> **Task instructions**
Go through the listing and copy each line that has the string "truck" in it.

> **Provided information**

▽

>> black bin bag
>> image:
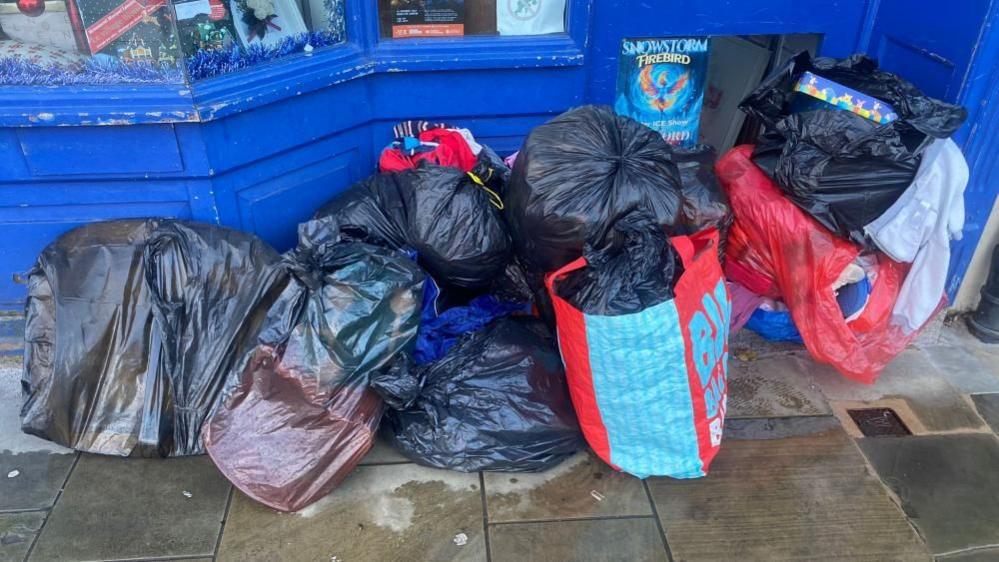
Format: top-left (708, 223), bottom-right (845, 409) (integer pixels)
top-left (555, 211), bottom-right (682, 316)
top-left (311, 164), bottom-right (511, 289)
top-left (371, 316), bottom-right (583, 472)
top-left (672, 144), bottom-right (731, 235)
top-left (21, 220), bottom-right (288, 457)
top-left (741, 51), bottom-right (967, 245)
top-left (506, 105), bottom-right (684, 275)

△
▽

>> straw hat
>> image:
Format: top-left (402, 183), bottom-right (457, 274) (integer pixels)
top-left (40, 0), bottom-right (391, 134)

△
▽

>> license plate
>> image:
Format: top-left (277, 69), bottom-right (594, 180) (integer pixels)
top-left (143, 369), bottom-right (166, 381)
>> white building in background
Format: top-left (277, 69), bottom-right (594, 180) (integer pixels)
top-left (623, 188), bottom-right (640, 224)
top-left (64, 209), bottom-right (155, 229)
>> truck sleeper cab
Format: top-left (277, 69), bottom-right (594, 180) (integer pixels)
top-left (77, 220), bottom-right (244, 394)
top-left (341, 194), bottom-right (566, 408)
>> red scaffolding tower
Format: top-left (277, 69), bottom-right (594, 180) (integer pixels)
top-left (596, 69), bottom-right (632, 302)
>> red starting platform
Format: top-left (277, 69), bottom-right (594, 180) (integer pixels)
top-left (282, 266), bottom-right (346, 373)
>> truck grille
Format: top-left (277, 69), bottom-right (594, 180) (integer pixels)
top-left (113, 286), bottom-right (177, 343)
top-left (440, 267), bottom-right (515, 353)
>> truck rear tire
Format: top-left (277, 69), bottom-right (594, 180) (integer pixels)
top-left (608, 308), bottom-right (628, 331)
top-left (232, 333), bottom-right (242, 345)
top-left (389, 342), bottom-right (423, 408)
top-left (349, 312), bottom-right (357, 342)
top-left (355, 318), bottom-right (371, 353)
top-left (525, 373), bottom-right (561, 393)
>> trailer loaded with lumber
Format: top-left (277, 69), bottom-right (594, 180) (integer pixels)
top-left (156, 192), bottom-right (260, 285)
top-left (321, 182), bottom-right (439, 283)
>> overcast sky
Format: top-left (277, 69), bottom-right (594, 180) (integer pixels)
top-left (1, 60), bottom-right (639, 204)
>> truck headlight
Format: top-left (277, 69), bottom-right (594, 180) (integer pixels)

△

> **Task output**
>> truck sleeper cab
>> truck grille
>> truck rear tire
>> truck headlight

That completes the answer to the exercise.